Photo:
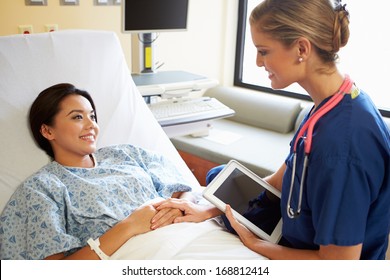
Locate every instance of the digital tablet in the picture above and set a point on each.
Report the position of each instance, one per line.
(255, 203)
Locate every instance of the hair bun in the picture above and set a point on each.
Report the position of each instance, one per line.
(341, 27)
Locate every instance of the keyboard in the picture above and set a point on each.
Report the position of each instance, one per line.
(187, 110)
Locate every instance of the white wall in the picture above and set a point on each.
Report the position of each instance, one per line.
(206, 48)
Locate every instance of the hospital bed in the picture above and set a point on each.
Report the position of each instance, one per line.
(94, 61)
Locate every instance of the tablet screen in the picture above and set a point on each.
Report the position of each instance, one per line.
(251, 200)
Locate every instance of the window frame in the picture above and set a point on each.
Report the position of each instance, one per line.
(239, 60)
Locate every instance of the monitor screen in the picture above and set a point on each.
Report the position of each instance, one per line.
(149, 16)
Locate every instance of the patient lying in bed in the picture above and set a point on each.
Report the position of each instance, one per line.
(83, 193)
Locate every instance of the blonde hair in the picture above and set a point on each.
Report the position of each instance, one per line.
(324, 24)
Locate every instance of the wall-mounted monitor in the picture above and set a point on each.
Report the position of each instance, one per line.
(153, 16)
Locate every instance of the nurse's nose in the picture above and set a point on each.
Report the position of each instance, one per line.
(259, 61)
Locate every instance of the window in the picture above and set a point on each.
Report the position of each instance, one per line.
(366, 58)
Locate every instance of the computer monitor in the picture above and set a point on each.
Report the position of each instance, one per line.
(149, 17)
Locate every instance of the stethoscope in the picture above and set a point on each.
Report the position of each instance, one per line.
(308, 129)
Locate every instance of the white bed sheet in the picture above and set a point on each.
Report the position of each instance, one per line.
(94, 61)
(91, 60)
(183, 241)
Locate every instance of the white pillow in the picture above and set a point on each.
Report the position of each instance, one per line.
(91, 60)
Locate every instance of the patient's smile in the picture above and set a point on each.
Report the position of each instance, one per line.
(89, 137)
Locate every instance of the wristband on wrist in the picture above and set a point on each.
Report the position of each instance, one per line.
(94, 244)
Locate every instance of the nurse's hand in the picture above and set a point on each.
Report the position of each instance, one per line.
(139, 221)
(191, 212)
(247, 237)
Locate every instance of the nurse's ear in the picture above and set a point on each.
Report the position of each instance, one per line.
(304, 48)
(47, 132)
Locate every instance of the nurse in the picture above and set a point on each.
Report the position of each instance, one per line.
(337, 204)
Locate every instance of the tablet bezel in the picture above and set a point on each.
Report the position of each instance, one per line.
(217, 182)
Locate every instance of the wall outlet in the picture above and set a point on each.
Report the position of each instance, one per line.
(51, 27)
(25, 29)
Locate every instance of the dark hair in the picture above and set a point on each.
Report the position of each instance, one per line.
(45, 108)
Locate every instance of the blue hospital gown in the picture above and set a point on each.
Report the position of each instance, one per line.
(59, 208)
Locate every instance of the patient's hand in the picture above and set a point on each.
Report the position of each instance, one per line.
(140, 220)
(165, 216)
(191, 212)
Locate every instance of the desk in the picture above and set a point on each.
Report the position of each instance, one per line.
(171, 83)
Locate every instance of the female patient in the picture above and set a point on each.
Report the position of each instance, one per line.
(83, 195)
(345, 207)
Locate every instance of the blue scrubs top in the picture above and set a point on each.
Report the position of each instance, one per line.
(346, 195)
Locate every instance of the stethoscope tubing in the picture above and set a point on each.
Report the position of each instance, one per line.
(308, 128)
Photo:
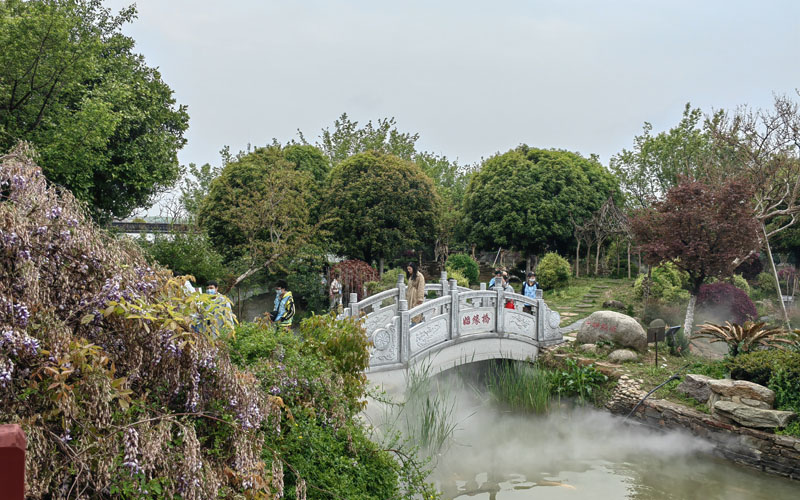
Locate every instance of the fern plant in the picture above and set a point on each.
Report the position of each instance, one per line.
(744, 338)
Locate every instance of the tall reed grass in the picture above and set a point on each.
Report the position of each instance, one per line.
(520, 386)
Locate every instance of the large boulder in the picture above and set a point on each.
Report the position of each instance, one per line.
(753, 417)
(735, 390)
(696, 386)
(615, 327)
(623, 355)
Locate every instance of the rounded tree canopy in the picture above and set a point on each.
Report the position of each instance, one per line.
(524, 198)
(380, 204)
(257, 204)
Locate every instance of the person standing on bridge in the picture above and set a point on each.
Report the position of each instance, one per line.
(415, 292)
(284, 306)
(529, 290)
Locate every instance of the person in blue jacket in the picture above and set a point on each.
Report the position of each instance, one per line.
(529, 289)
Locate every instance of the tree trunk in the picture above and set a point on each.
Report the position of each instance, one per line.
(775, 275)
(629, 259)
(588, 259)
(597, 259)
(688, 323)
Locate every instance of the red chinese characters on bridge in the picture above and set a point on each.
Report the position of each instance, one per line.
(602, 326)
(476, 320)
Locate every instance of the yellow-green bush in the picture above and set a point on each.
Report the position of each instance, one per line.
(667, 284)
(553, 271)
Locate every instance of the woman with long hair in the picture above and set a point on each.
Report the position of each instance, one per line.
(415, 292)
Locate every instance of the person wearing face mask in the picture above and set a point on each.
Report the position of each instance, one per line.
(507, 288)
(529, 289)
(284, 305)
(219, 313)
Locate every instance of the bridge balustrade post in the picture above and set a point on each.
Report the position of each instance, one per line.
(501, 310)
(401, 289)
(455, 311)
(353, 305)
(405, 337)
(445, 292)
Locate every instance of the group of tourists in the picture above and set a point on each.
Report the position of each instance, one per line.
(284, 307)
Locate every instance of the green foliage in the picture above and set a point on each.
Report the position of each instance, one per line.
(745, 338)
(304, 277)
(553, 271)
(656, 162)
(760, 366)
(667, 284)
(520, 386)
(461, 280)
(465, 265)
(427, 412)
(258, 210)
(347, 139)
(387, 281)
(785, 382)
(380, 204)
(766, 282)
(186, 254)
(344, 345)
(104, 123)
(525, 199)
(320, 377)
(576, 380)
(195, 186)
(739, 282)
(678, 344)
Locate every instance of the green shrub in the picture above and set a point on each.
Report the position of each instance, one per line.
(667, 284)
(460, 278)
(760, 366)
(581, 381)
(464, 264)
(553, 271)
(186, 254)
(389, 280)
(736, 280)
(739, 282)
(785, 383)
(766, 282)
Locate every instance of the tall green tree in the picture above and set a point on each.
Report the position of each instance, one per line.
(104, 123)
(524, 198)
(655, 163)
(258, 210)
(380, 204)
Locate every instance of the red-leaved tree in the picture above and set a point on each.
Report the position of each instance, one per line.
(702, 229)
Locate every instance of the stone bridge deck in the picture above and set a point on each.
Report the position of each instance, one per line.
(459, 326)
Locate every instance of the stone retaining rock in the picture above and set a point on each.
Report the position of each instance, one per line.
(615, 327)
(753, 417)
(728, 388)
(696, 386)
(623, 355)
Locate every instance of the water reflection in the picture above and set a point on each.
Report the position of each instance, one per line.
(580, 453)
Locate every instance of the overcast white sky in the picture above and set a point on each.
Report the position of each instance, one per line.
(471, 77)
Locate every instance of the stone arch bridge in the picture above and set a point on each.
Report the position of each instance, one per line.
(457, 327)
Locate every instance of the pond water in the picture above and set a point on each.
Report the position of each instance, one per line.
(579, 453)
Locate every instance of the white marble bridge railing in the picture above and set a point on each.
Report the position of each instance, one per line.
(456, 315)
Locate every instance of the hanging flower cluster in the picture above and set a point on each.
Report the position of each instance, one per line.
(113, 370)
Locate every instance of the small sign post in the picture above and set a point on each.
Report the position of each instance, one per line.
(656, 334)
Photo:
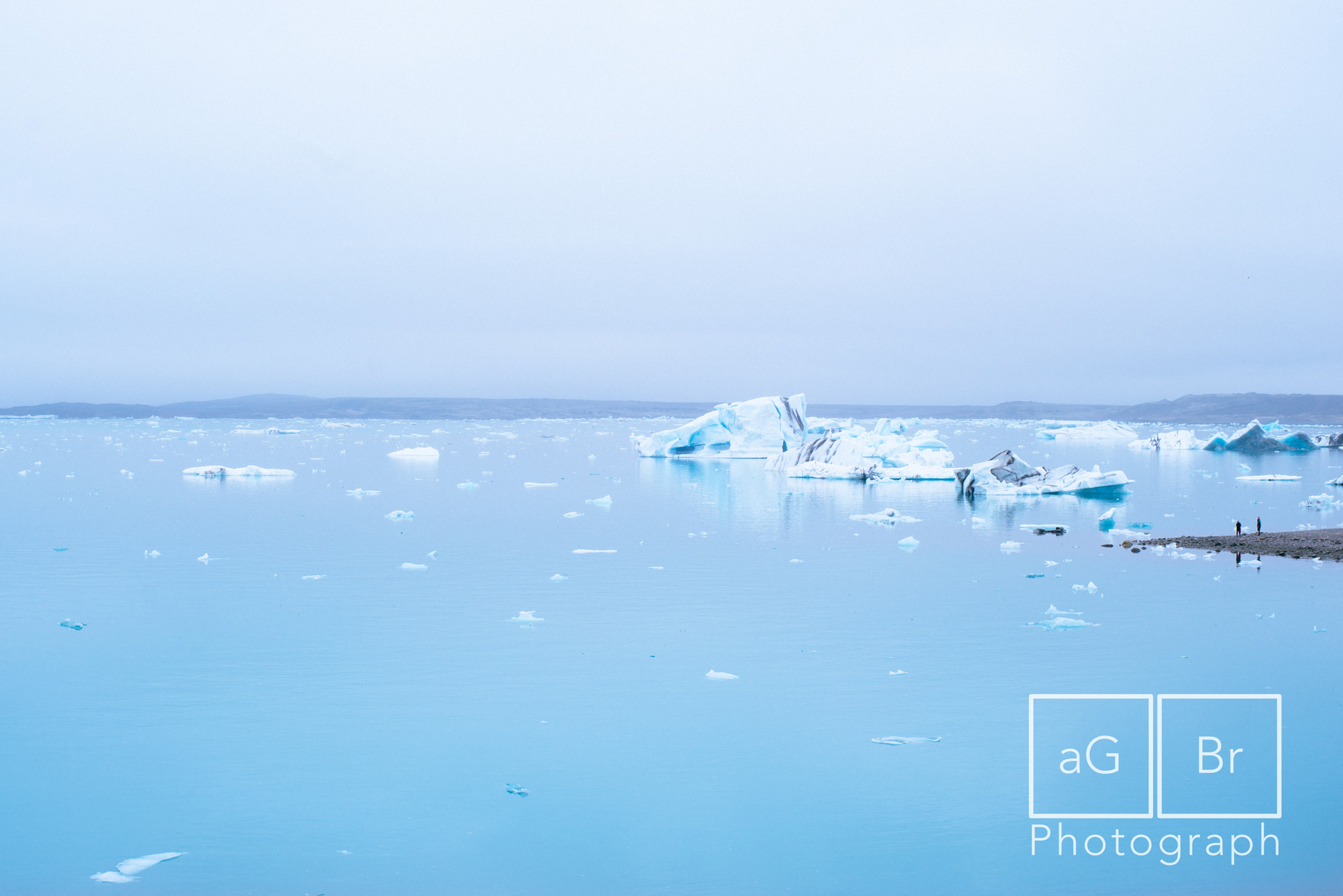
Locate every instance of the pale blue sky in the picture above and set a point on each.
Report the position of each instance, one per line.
(868, 202)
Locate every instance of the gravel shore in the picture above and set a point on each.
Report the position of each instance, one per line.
(1326, 545)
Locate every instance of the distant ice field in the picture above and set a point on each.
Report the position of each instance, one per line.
(536, 663)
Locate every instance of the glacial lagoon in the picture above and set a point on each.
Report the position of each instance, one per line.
(506, 690)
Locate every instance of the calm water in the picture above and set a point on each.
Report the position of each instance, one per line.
(355, 734)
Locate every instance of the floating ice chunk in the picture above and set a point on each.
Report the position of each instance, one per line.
(759, 427)
(128, 870)
(1254, 438)
(233, 471)
(883, 518)
(1006, 475)
(424, 452)
(1062, 623)
(1173, 441)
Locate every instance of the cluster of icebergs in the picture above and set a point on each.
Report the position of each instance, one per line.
(776, 429)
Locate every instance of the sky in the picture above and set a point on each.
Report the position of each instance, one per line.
(891, 203)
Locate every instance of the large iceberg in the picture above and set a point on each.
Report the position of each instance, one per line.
(759, 427)
(233, 471)
(1083, 431)
(1256, 438)
(858, 453)
(1173, 441)
(1008, 475)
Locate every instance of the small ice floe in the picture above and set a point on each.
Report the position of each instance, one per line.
(233, 471)
(883, 518)
(415, 453)
(1064, 623)
(128, 870)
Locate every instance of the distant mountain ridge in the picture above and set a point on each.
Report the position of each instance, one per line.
(1230, 410)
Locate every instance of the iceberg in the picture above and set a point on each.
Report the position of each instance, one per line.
(755, 429)
(1083, 431)
(1062, 623)
(1008, 475)
(415, 453)
(233, 471)
(1256, 438)
(858, 453)
(889, 516)
(1173, 441)
(128, 870)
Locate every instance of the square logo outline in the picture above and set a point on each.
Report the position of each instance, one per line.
(1030, 752)
(1218, 696)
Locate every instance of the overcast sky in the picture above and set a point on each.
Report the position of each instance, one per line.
(881, 203)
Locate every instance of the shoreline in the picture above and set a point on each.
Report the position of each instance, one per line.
(1326, 545)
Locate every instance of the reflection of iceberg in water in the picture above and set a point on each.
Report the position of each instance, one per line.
(1009, 476)
(753, 429)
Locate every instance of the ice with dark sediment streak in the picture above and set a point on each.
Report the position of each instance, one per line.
(128, 870)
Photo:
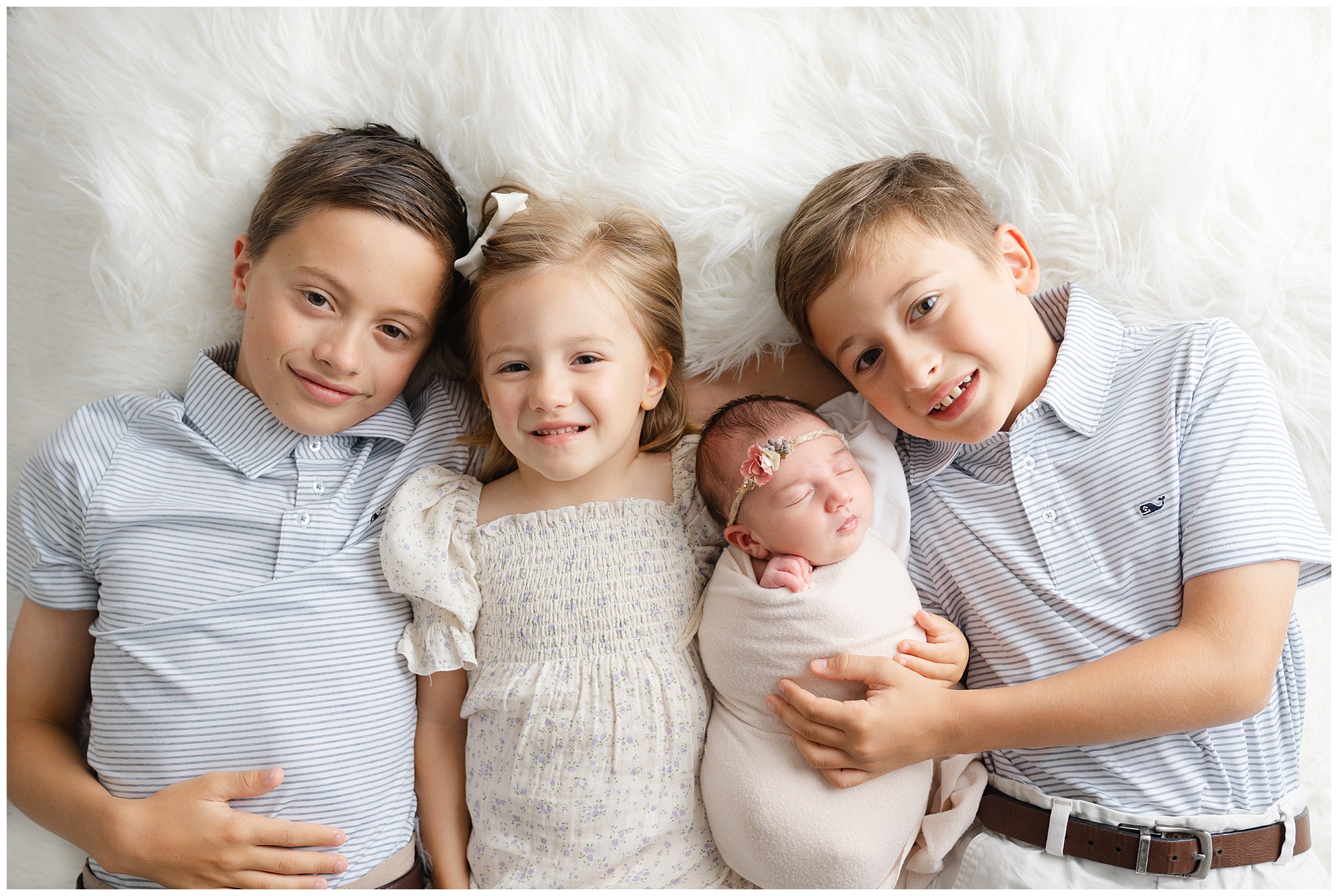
☆ ☆ ☆ ☆
Filter the listing by the string "nurse"; copy each matching line.

Written answer:
Locate every instance of the nurse's nose in the picture above and set a point on each.
Locate every instance of the nurse's hand in the picture above and set a point on each.
Locate every instance of the nurse's ear in the picture above and set a point on each.
Locate every instance of the nurse in the picture above and set a point on each.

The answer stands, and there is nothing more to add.